WHAT THE TASK REQUIRES
Write out exactly the line containing "Locate the green foliage" along with each line that follows it in the records below, and no others.

Point-per-instance localization data
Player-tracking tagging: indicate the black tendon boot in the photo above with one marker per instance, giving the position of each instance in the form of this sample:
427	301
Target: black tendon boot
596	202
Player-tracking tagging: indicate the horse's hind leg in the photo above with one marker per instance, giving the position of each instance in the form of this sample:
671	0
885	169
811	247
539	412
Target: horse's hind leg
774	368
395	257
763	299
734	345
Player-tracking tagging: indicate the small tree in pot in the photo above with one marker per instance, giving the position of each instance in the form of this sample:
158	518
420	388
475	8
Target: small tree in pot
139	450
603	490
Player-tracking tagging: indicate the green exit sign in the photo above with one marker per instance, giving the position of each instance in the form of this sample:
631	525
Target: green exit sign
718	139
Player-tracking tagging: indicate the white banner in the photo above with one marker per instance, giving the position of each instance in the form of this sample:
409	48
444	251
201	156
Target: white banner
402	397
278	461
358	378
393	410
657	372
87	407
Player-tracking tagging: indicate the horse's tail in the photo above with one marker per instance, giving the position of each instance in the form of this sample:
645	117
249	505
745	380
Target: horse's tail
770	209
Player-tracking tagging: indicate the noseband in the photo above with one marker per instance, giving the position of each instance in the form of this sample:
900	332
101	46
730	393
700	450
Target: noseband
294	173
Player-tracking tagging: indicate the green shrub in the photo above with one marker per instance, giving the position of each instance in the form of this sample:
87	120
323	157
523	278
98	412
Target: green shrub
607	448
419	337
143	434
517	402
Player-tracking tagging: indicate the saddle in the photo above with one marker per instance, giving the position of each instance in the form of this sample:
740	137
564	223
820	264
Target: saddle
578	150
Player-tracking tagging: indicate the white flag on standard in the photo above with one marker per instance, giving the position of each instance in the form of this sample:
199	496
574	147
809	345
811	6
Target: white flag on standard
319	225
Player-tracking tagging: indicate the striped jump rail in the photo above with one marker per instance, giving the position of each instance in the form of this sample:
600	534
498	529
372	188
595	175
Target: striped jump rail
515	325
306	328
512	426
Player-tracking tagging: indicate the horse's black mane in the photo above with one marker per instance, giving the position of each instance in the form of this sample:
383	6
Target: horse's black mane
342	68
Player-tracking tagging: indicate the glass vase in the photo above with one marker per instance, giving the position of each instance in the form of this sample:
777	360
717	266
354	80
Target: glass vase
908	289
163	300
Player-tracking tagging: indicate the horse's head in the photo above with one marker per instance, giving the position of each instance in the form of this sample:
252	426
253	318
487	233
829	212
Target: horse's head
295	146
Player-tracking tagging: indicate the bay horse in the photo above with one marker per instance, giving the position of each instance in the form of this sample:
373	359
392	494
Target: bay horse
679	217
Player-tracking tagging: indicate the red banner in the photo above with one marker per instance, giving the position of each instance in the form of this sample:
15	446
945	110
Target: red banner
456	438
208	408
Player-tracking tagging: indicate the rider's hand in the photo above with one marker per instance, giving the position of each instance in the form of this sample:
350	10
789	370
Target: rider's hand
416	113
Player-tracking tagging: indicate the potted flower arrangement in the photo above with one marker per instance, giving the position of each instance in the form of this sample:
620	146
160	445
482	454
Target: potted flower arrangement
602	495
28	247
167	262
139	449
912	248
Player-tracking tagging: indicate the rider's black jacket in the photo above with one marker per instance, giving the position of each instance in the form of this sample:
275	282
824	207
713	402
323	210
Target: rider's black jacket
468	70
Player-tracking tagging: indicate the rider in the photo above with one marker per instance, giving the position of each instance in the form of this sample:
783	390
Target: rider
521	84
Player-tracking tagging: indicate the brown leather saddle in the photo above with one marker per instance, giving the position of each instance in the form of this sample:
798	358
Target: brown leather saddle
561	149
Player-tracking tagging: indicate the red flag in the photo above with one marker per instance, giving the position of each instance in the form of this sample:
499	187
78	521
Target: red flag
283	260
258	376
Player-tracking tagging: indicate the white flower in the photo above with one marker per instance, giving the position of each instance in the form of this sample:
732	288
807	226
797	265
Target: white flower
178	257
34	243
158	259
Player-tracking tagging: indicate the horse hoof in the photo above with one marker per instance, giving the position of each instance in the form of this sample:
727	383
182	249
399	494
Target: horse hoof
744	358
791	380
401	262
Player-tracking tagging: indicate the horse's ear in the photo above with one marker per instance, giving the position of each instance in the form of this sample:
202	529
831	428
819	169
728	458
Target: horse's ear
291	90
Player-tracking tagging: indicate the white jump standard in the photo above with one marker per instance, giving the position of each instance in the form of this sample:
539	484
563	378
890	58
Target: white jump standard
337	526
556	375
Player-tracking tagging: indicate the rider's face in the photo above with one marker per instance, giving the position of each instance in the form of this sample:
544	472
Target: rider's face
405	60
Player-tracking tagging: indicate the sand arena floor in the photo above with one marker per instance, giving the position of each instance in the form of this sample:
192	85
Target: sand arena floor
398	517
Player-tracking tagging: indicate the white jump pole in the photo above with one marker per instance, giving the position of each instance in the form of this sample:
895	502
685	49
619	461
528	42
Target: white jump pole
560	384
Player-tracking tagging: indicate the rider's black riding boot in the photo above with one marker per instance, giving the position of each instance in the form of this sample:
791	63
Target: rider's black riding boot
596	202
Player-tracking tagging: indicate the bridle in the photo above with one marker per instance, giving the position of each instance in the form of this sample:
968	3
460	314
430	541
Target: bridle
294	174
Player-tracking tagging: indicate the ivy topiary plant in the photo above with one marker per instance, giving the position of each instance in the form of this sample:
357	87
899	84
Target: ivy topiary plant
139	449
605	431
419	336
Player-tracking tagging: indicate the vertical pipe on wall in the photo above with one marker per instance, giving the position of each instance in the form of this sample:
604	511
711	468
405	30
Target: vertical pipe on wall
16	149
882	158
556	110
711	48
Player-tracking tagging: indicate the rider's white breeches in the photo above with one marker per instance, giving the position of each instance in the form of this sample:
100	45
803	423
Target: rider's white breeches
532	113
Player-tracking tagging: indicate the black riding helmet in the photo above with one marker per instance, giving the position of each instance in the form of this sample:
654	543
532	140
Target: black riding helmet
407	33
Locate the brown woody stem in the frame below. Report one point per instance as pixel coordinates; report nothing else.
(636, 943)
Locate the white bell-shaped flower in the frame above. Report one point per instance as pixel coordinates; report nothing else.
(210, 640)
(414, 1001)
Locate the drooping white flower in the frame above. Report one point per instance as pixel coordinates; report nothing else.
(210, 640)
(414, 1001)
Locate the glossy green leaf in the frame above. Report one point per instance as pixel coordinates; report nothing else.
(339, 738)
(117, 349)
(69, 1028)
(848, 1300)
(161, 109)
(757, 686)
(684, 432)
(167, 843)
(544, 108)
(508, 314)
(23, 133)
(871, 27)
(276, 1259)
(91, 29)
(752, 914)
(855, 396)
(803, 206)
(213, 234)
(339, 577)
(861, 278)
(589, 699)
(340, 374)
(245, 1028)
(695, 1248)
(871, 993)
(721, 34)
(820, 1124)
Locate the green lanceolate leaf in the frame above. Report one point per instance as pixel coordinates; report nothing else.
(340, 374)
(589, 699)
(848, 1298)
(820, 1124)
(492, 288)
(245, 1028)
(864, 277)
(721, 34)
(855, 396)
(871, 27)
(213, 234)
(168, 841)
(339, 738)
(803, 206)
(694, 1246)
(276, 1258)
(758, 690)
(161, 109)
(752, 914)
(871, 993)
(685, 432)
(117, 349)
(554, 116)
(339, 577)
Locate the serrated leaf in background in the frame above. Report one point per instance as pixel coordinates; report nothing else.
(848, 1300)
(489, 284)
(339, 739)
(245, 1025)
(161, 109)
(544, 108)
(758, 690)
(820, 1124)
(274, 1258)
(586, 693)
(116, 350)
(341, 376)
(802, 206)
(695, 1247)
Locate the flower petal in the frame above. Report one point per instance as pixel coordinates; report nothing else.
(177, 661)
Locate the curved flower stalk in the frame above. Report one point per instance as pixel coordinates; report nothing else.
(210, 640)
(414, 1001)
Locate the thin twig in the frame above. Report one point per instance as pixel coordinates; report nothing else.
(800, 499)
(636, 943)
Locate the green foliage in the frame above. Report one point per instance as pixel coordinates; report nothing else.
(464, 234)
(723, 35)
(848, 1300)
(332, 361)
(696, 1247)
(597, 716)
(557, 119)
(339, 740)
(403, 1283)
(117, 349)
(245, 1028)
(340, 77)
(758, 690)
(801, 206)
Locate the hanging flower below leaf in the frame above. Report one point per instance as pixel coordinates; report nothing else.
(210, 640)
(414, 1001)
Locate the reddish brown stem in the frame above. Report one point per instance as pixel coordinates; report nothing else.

SOLVED EXERCISE
Locate the green foliage in the frame above. Report one point per instance as pixel coordinates; report nothing else.
(464, 234)
(723, 35)
(848, 1300)
(332, 361)
(696, 1247)
(597, 716)
(557, 119)
(339, 740)
(403, 1283)
(117, 349)
(245, 1028)
(340, 77)
(758, 690)
(801, 206)
Locate the hanging flower below leaf in the frame above. Report one point per instance as pixel coordinates; report nothing else.
(210, 640)
(414, 1001)
Locate the reddish brown stem in the frame above. Report one point per instance as pixel coordinates; report nothing else.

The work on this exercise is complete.